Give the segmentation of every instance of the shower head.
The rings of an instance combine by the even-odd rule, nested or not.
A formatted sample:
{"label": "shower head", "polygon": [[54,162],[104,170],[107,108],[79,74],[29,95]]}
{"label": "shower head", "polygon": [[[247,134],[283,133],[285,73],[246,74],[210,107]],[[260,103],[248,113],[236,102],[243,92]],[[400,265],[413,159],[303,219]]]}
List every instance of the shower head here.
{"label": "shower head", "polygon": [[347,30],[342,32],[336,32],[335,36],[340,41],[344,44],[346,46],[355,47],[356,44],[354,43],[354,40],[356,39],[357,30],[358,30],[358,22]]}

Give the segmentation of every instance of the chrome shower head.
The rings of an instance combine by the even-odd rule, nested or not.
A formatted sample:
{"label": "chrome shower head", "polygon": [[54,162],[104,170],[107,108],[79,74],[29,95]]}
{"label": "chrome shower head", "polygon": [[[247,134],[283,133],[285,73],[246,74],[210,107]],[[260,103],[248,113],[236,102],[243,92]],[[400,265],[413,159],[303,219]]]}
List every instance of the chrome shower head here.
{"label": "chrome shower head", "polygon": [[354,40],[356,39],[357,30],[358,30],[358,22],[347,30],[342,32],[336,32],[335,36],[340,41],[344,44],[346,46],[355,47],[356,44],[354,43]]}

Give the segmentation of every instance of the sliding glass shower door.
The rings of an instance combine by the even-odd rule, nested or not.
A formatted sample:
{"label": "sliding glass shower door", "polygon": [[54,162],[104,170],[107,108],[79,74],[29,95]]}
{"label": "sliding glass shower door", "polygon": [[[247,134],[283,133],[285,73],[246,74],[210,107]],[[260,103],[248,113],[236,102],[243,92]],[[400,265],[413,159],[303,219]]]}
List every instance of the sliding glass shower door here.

------------------------------------------------------------

◆ DIRECTIVE
Format the material from its start through the line containing "List every instance of the shower head here." as a JSON list of strings, one string per line, with blank lines left out.

◆ OUTPUT FOR THIS TASK
[
  "Give the segmentation of every instance of the shower head.",
  "The rings of an instance combine by the even-odd rule, nested or not.",
  "A formatted sample:",
  "{\"label\": \"shower head\", \"polygon\": [[54,162],[104,170],[107,108],[79,74],[29,95]]}",
  "{\"label\": \"shower head\", \"polygon\": [[[247,134],[283,133],[285,73],[246,74],[210,107]],[[260,103],[248,113],[236,102],[243,92]],[[400,265],[413,159],[303,219]]]}",
  "List every instance of the shower head here."
]